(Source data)
────────
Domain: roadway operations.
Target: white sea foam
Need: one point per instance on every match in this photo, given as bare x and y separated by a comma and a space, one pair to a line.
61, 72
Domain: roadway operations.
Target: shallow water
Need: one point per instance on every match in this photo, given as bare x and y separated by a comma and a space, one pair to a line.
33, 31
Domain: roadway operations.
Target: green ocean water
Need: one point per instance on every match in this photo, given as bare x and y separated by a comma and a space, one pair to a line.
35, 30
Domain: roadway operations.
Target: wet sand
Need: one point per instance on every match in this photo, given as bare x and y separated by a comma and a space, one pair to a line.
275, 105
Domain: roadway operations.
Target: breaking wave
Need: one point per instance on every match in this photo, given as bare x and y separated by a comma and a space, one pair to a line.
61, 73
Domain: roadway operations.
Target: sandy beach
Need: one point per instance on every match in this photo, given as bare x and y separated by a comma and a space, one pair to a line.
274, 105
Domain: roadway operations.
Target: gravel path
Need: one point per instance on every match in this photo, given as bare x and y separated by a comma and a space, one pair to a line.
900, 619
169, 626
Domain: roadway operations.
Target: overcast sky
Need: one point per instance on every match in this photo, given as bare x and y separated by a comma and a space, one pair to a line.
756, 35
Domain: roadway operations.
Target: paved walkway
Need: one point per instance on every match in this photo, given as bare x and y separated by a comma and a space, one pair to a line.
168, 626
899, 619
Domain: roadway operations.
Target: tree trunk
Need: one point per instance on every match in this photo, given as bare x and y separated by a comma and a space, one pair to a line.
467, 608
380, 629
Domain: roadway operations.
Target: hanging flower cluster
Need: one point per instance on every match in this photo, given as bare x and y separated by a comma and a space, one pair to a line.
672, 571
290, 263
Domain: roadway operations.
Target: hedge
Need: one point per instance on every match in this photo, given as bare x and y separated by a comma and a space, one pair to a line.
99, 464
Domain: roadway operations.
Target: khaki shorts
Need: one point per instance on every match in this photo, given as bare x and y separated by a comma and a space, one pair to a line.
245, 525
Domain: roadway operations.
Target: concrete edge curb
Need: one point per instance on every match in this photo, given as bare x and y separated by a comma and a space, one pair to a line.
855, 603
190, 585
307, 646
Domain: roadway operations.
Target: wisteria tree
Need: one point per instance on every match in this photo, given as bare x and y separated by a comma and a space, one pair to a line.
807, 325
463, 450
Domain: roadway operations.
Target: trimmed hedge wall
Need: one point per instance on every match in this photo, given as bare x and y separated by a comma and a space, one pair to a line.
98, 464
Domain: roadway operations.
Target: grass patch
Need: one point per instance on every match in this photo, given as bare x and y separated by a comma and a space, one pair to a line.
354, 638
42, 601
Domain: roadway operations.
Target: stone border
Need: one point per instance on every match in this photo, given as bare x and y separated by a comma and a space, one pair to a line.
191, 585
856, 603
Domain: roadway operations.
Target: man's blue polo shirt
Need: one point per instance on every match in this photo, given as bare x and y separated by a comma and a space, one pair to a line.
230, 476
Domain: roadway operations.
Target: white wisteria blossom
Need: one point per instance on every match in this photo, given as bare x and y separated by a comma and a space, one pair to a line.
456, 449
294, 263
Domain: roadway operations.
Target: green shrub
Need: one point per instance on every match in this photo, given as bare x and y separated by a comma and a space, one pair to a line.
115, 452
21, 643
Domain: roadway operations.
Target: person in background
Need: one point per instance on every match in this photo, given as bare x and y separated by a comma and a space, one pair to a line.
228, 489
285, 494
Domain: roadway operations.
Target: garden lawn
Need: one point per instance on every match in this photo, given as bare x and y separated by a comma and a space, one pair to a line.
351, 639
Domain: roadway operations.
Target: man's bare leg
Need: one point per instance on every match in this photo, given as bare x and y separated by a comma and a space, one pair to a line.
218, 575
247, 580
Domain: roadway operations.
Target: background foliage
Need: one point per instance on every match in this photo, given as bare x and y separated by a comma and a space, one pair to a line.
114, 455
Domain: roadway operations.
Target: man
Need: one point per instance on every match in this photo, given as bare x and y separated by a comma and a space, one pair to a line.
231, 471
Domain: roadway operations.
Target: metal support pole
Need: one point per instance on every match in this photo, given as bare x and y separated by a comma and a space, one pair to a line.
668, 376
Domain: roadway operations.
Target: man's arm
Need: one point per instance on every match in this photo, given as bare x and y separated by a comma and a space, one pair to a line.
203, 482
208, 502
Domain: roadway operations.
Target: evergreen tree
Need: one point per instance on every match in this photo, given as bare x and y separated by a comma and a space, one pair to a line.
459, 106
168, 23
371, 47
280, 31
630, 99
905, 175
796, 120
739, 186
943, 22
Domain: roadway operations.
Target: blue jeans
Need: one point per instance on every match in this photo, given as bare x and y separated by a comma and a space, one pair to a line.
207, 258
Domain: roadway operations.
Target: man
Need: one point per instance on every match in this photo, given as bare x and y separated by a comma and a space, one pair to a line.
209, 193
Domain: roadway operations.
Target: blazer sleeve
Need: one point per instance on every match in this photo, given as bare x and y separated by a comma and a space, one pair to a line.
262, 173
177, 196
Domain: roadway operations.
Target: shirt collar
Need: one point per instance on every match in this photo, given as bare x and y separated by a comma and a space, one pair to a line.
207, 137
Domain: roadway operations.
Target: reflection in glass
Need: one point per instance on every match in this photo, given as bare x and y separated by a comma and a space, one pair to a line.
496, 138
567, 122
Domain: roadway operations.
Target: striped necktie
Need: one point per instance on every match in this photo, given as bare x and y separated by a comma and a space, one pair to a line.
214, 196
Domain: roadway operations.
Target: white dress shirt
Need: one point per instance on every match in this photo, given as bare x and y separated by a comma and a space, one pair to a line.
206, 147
────────
When you reach the end of the records, set them all down again exactly.

» Your response
Domain: roadway operations.
Target: white sea foam
Need: one point per instance on every match in this photo, given as bare x and y separated by a comma and a space, one pair to a line.
61, 72
Domain: roadway operations.
Target: shallow water
Need: one point per instance on every match in this photo, given as bare x and y separated by a comma and a space, one pair to a line.
33, 31
Domain: roadway operations.
Target: green ocean water
Need: one point per instance on every match in this photo, given as bare x and y separated by a comma and a space, one pair to a line.
35, 30
Domain: roadway operations.
Target: wet sand
Need: one point per instance on every match in this photo, given as bare x and y separated by a comma and a space, one pair to a line.
275, 105
Domain: roadway operations.
Target: breaking wave
Need: one point per instance on every match in this photo, given as bare x and y separated by a comma and a space, one pair to a line.
61, 73
Domain: roadway operations.
Target: sandy beach
Need: one point per instance on every match in this photo, given as bare x and y separated by a comma and a space, one pair to a line.
274, 105
Domain: roadway operations.
Target: gravel path
Need: one point per instance on every match in this photo, given as bare x and y separated by a comma and a space, one pair to a line.
900, 619
169, 626
Domain: roadway operations.
Target: overcast sky
Need: one point per instance on every match in this photo, given as bare x and y separated by a comma and a space, one pair to a line.
756, 35
Domain: roadway operations.
Target: paved walkway
Need: one point per instance on every match in this photo, given as bare x and y separated by a comma and a space, one pair to a line.
168, 626
899, 619
Domain: roadway operations.
Target: tree trunk
Need: one point per instance on every match in this photo, given as bare x and y separated by a comma and a space, one pair to a line.
467, 608
380, 629
Domain: roadway operations.
Target: hanging flower cluster
Need: one point per instance on every match in this photo, given as bare x and y separated by a comma and a space, one pair to a line.
672, 571
290, 263
Domain: roadway operations.
Target: hedge
Need: one point per instance on every match in this photo, given as bare x and y separated by a comma and a space, one pair to a line.
99, 464
Domain: roadway operations.
Target: khaki shorts
Need: one point per instance on every match in this photo, given as bare x and y separated by a comma and a space, one pair to a line.
245, 525
Domain: roadway operations.
Target: concrete edge curb
Need: one point per instance on every match in this photo, given as bare x and y separated by a comma and a space, one pair to a line.
855, 603
190, 585
307, 646
Domain: roadway operations.
Target: wisteria tree
Need: one point per instance on every match in this photo, given as bare x and y separated by a comma and a space, one pair to a line.
807, 325
463, 450
Domain: roadway operations.
Target: trimmed hedge wall
Need: one point per instance on every match in this photo, given as bare x and y separated by a comma and a space, one pair to a line.
98, 464
Domain: roadway operations.
Target: grass patch
Need: one point per instance on every match in this photo, given as bare x and y separated by a comma and a space, one pair to a line.
354, 638
42, 601
Domain: roadway operations.
Target: stone border
Need: one point per instance on every match in this photo, given as bare x and y separated by a comma and a space, one pair to a line.
191, 585
856, 603
Domain: roadway operations.
Target: man's blue polo shirt
Need: one point per instance on every match in this photo, given as bare x and y separated by a comma and a space, one pair to a line.
230, 476
Domain: roadway operations.
Target: white wisteria blossom
Need: one point per instance on every match in this photo, given as bare x and y separated by a comma and a space, one pair to a line.
456, 449
294, 263
Domain: roadway operations.
Target: green shrub
Need: one point per instance on every match in this photo, given as bare x and y separated by a comma and a space, one pair to a line.
115, 452
21, 643
Domain: roadway operations.
Target: person in background
Need: one point per instance on every match in this photo, given as bare x and y separated by a comma and a space, one pair to a line.
228, 489
285, 494
Domain: roadway operations.
Target: garden lawn
Need: one point per instance on every match in this photo, given as bare x and y separated by a comma and a space, one pair to a line.
351, 639
Domain: roadway operations.
Target: man's bare leg
Need: one point per instance on every match in this photo, given as bare x and y separated by a comma and a space, one pair to a line.
218, 575
247, 580
Domain: roadway operations.
Target: background foliage
Need: one point per instance on every match in this photo, given as bare x and y separated by a comma and a space, one pair to a line.
114, 455
Domain: roadway operations.
Target: man
Need: one point per instance on every match in this photo, given as bare x and y separated by a comma and a space, one pair to a line.
231, 471
Domain: roadway operations.
Target: metal support pole
Need: one point per instance on every match in this photo, given as bare x and y separated by a comma and a space, one pair to a line.
668, 376
Domain: roadway operations.
Target: man's arm
Need: one point per instance on every match in this photo, given as bare x and y separated by a comma and a space, one pair to a line.
203, 482
208, 502
Domain: roadway operations.
Target: evergreen tree
Need: one point per instance on every match in this photo, given as bare x and y separated by a comma and a space, one pair to a line.
459, 106
168, 23
371, 47
280, 31
630, 99
905, 175
796, 120
739, 186
943, 22
Domain: roadway operations.
Target: blue jeans
Need: one point per instance on every match in this photo, given as bare x and y separated by a comma and a space, one pair to a line.
207, 258
Domain: roadway operations.
Target: man
Need: one point per instance on every match in this photo, given as bare x and y separated by a comma and a space, one pair to a line.
209, 193
Domain: roadway operations.
Target: blazer sleeve
Need: one point per instance on every match in this photo, given as bare x and y separated by a comma and a space, one pair to a line.
262, 173
177, 196
Domain: roadway operations.
Target: shirt collar
Need: one point per instance on every match in this photo, given as bare x and y separated by a comma and a space, one pair to a line.
207, 137
Domain: roadway operations.
Target: reflection in glass
Need: one point per instance on every match in this photo, given as bare x and y separated by a comma and a space, one pair to a line.
496, 138
567, 122
Domain: roadway operations.
Target: striped necktie
Need: one point per instance on every match in this photo, given as bare x and y separated by a comma and a space, one pair to a line.
214, 196
Domain: roadway operations.
Target: white dress shirt
Need: one point per instance on every match in this photo, given as bare x and y separated by a comma and a space, one pair to a line.
206, 147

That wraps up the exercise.